**WORK REQUEST:** In the copy, include no images. Reproduce the entries exactly.

**Referring expression data:**
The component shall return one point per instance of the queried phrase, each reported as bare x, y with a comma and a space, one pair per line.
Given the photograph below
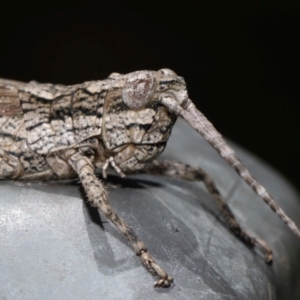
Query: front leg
97, 196
183, 171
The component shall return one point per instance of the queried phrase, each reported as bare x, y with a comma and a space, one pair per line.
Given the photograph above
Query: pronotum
53, 131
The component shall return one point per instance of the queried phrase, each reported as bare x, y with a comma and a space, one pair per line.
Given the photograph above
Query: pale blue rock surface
54, 246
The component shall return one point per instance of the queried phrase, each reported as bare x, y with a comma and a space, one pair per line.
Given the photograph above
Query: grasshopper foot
152, 267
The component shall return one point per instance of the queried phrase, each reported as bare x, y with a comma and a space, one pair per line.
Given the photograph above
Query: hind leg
179, 170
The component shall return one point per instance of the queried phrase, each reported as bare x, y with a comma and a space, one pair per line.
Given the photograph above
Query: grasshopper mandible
53, 131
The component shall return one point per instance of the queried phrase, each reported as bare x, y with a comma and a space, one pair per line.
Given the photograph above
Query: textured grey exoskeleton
53, 131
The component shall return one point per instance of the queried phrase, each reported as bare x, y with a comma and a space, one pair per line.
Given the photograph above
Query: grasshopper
52, 131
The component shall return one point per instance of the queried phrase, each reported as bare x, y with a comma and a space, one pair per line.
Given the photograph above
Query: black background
239, 58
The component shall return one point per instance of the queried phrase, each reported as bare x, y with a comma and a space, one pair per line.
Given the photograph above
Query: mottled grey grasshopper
53, 131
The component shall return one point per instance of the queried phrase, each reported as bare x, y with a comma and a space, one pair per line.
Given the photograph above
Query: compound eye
138, 89
167, 72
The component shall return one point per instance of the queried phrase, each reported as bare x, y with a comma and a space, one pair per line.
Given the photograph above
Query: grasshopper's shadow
168, 238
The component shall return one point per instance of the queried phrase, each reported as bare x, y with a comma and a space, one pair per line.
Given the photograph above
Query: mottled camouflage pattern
55, 131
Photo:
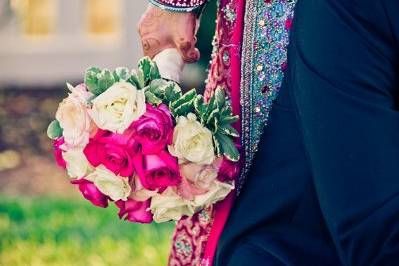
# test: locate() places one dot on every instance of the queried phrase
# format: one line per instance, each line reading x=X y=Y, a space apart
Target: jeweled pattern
x=266 y=37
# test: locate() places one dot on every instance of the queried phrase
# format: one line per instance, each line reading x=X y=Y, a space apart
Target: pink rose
x=134 y=211
x=91 y=192
x=58 y=152
x=228 y=170
x=114 y=151
x=196 y=179
x=153 y=130
x=74 y=119
x=157 y=171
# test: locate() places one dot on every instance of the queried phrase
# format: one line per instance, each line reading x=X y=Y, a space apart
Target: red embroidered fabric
x=191 y=234
x=183 y=3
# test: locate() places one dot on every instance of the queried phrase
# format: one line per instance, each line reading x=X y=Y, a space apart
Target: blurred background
x=43 y=44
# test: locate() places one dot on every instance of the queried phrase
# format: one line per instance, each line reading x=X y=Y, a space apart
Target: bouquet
x=135 y=139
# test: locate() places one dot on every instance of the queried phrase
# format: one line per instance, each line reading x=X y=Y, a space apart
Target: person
x=316 y=84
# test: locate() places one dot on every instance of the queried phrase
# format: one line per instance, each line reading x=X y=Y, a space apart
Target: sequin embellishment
x=264 y=57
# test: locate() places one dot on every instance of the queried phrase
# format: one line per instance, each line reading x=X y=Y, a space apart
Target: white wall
x=65 y=56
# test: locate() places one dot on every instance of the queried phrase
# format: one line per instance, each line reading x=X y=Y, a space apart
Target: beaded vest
x=263 y=53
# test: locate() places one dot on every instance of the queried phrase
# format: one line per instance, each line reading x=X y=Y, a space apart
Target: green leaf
x=149 y=69
x=54 y=130
x=105 y=80
x=229 y=130
x=121 y=73
x=172 y=92
x=137 y=78
x=90 y=79
x=152 y=98
x=218 y=148
x=187 y=97
x=220 y=97
x=214 y=114
x=199 y=105
x=228 y=147
x=184 y=109
x=154 y=71
x=157 y=86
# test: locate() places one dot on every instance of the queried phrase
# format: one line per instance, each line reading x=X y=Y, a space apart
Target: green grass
x=49 y=231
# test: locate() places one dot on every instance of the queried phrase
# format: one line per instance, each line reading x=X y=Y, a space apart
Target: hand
x=160 y=29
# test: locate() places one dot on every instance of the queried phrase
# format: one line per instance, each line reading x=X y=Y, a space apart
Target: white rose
x=139 y=193
x=170 y=206
x=192 y=141
x=117 y=107
x=116 y=187
x=74 y=119
x=76 y=163
x=170 y=64
x=217 y=192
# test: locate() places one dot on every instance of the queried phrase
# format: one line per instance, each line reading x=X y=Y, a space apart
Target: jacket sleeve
x=180 y=5
x=345 y=85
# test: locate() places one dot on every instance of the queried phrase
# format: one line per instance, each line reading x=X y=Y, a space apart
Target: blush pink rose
x=114 y=151
x=157 y=171
x=91 y=192
x=154 y=129
x=58 y=152
x=228 y=170
x=134 y=211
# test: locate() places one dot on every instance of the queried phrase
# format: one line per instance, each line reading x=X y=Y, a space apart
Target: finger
x=188 y=51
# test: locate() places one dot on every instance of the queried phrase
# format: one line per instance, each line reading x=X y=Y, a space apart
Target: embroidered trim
x=195 y=6
x=264 y=56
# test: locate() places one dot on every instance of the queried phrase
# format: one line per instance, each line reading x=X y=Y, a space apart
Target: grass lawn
x=51 y=231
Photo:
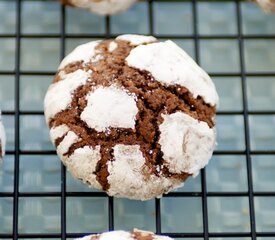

**TASK OUTPUT:**
The component shall return one point per instance of the queried phrase, each reported as bare x, y with a comma and a space, one pair per line.
Given the photograph below
Query: front leg
97, 196
183, 171
The component shall return one point per instance of the queried phrase, each reported as bare x, y with a comma and a space, one pair per line.
Given the photograph above
Query: pronotum
53, 131
The component shall return one point per instance of the queried phrase, each reported as bare x, y with a comma and a space, one pair per line.
Given the photograph above
Query: pale blue rock surface
54, 246
The component shall return one point per instance of the queried phrase, each reported as bare x, y with a comma and a space, one pair per line.
Given the photograph above
Query: grasshopper foot
152, 267
The component shall return one point per instance of the queried phrase, each reported as bare x, y with a comma and a space, one pair per line.
Given the photograph above
Query: hind leg
179, 170
The component shall return one point per instance of the queried phrase, each reported as bare x, y with a comma and a space, one pair per line.
Given the photograph above
Query: grasshopper mandible
53, 131
The component shall return one point per instance of the queried phrase, each reported as bare x, y with a comma and a space, one pair per line.
Given the photograph above
Query: textured grey exoskeleton
53, 131
The component shall return one point per instance of the queried phrase, each reported as bare x, y with a comma and a space, one pair per line.
Given the photograph above
Query: grasshopper
52, 131
The component shall return one point per instance of the queried phrase, each reported as bare x, y with a comma and a space, one pair per line.
Given the photograph above
Query: black background
239, 58
The component shall return one point per instance of the queried phrase, each reported as bare x, y with a comma and a space, one pair per line.
Given the photograph above
Query: mottled grey grasshopper
53, 131
The component shall return one point per instance of the queried phrase, each reported as bare x, y with a comma and a space, one pair per line.
Given the photograph above
Query: compound eye
138, 89
167, 72
The component shall return one point per instance of the queried phrase, each reported as bare x, y with a comma and a space, one pair per line.
Given the photograph above
Query: grasshopper's shadow
168, 238
The component shall return one point per instance of the queried phrase, each reported as bare x, y with a comma and a space, one pair per line.
Given the photograph above
Query: mottled camouflage pattern
55, 131
Photo:
# test: locate() places one dot on every instance of the queried phrase
# format: one line per instance, each line reading x=X y=Y, a space apart
Target: jeweled pattern
x=266 y=37
# test: locate() places one dot on every instance of the queried phrase
# format: one line per instance, each line reading x=X y=Y, a space apart
Target: pink rose
x=134 y=211
x=91 y=192
x=58 y=152
x=228 y=170
x=114 y=151
x=196 y=179
x=153 y=130
x=74 y=119
x=157 y=171
# test: locate() places one dot on every instance of the queried phrase
# format: one line per instance, each line reading x=X y=Y, a space apart
Target: red embroidered fabric
x=191 y=234
x=183 y=3
# test: locate() places one dot on every instance of the queried phrase
# format: one line per instance, each line reading x=X y=Y, a space apart
Target: blurred background
x=43 y=44
# test: locate() places one dot on every instance of the queried phrase
# format: one line per instance, each line reading x=X y=Y, a space apart
Target: bouquet
x=135 y=139
# test: locate() places one dot on every instance of the queried phrase
# format: one line per instance, each line reading x=X y=Y, a space apart
Target: person
x=316 y=84
# test: locate() places one dot on every instance of the queried phrase
# format: one line per instance, each line reading x=X y=Y, a space apart
Target: sequin embellishment
x=264 y=57
# test: locate() places one dot on every instance of the queried phrase
# format: one line per instance, each line reading x=X y=Y, a space apart
Target: white wall
x=65 y=56
# test: locate() places one dot on every instance of the queried phrase
# format: one line per instance, each line reading x=X y=Y, a space apart
Target: beaded vest
x=263 y=53
# test: locate() places one dot on every instance of the queried phrase
# format: one line per instance, each line reading x=X y=Y, a space apart
Target: green leaf
x=149 y=69
x=54 y=130
x=105 y=80
x=229 y=130
x=121 y=73
x=172 y=92
x=137 y=78
x=90 y=79
x=152 y=98
x=218 y=148
x=187 y=97
x=220 y=97
x=214 y=114
x=199 y=105
x=228 y=147
x=184 y=109
x=154 y=71
x=157 y=86
# test: locate() places one dot on every instance of the queried phrase
# format: one line per instance, each line reading x=X y=Y, a space apart
Target: green grass
x=49 y=231
# test: locate() places one dot on every instance of the queried phrase
# format: one line per instance, each line reading x=X y=Y, a space apart
Target: hand
x=160 y=29
# test: locate() places one dot on every instance of the queried phrase
# format: one line per instance, each line reading x=X y=Y, a space apart
Target: white rose
x=139 y=193
x=170 y=206
x=192 y=141
x=117 y=107
x=116 y=187
x=74 y=119
x=76 y=163
x=170 y=64
x=217 y=192
# test: locate() places one dot on every instance of the queried phrase
# format: one line per instance, each line reading x=X y=Y, a space apart
Target: jacket sleeve
x=180 y=5
x=345 y=85
# test: locate() places one dot on every instance of the queried phrase
# format: one line per instance, each line reading x=X y=Y, a space apart
Target: blush pink rose
x=114 y=151
x=157 y=171
x=91 y=192
x=154 y=129
x=58 y=152
x=228 y=170
x=134 y=211
# test: locate() places one dot on every instance of the queried phrase
# format: one line per instance, each line reading x=X y=Y, a space apart
Target: finger
x=188 y=51
# test: locate() places one dot on every instance of the queried phrase
# format: one line per instance, each line reading x=X y=Y, a space apart
Target: embroidered trim
x=195 y=6
x=264 y=56
# test: locate() places one dot on every instance of the queried phrase
# format: one line per instance, each line reading x=X y=Y, a space apart
Target: grass lawn
x=51 y=231
Photo:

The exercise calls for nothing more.